— begin Excerpt —
The slip-skin purple grape is also grown in the Finger Lakes region of New York, in southwestern Michigan, and in Washington State. The grape forms the base for the nation’s supply of grape juice, jam, and jelly. Washington State has fewer Concord acres (26,000), but leads the nation in volume produced.
Typically, spring frosts are the biggest threat to the area’s grape industry, Martin said during a Good Fruit Grower visit to his regional research and extension station near Portland, New York, this summer.
Because the lake keeps the region cooler in spring and warmer in the fall, frosts are less likely to damage the crop. “It’s why we’re here,” Martin said.
But the last two winters have been hard ones across the Great Lakes region, putting a severe test on grapes of all kinds.
Last winter, a low temperature of -29.9°F set a record in the Concord Belt, killing some wine grape varieties, root and vine, and even taking a toll on the normally winter hardy Concords and Niagaras as well.
“We saw significant damage to vinifera and some tender hybrids and also some Niagaras,” Martin said. It was not just the extreme low temperature on one date in the winter of 2014-2015 that hurt; temperatures fell to -12° to -15°F several times during the winter before that, he said.
“Some of the vinifera were so damaged they produced no suckers and will need to be replanted—if growers choose to replant. Some have decided it is time to rethink and change,” he said.
Across the Great Lakes region generally, a 40-year warming trend—including milder winters—induced wine-grape growers into planting the less cold hardy but better-for-wine-making vinifera varieties.
Small wineries, driven by favorable changes to state laws, also helped demand for vinifera and hybrids. The last two winters have served to weed out those varieties and sites that can’t make it.
Juice in decline
But low temperatures are just half the problem in the Concord Belt. The other is low prices and a loss of buyers in the juice grape market.
The market for juice grapes has been eroding for several years as consumers backed away from high-sugar drinks and from Concord grape products like jam and jelly, Martin said. Other fruit juices have fared poorly as well. Fighting back, juice makers have come up with interesting new flavors, like cranberry-apple, but Concord juice is so intensely flavorful it overwhelms, rather than blends.
The severity of the market and weather-related disasters faced by the grape industry have been unprecedented, Martin said. Much of the trouble has come down on growers in New York’s Chautauqua County, where most of the Concord Belt is located.
“Tourism and wineries are a smaller part of the industry in the county, but their growth has been critical for industry stability,” he said. “All of this success has taken a century to build; unfortunately, short-term challenges put this economic force at risk.”
Where the market for juices had been sagging in general, economic problems got decidedly worse in the Concord Belt. In 2014, ConAgra Foods announced it had bought Carriage House and would close two of its juice and jelly product plants and move operations to Kentucky early this year. While overall this should not affect the market for bulk juice concentrate, it hurt some growers whose marketing contracts were canceled.
About the same time, soft-drink maker Cott Corporation began to cut back on Concord purchases and on marketing contracts with growers.
While the big force in the juice grape business is National Grape Cooperative, which owns Welch’s, that co-op was in no position to take on what it considers to be “new acreage” from these growers. Its own growers were suffering from low prices and weak demand.
— end Excerpt —
— begin Information provided —
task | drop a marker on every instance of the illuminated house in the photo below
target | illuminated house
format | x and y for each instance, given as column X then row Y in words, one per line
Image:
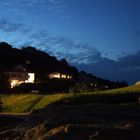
— end Information provided —
● **Exercise**
Condense the paragraph in the Concord grape excerpt that begins "The market for juice grapes has been eroding" into a short bulleted list that keeps its main facts.

● **Result of the task**
- According to Martin, the juice grape market has been shrinking for several years.
- Consumers have moved away from high-sugar drinks and from Concord jam and jelly.
- Other fruit juices have also done poorly.
- Juice makers have responded with new flavors such as cranberry-apple.
- Concord juice's intense flavor overwhelms other juices instead of blending with them.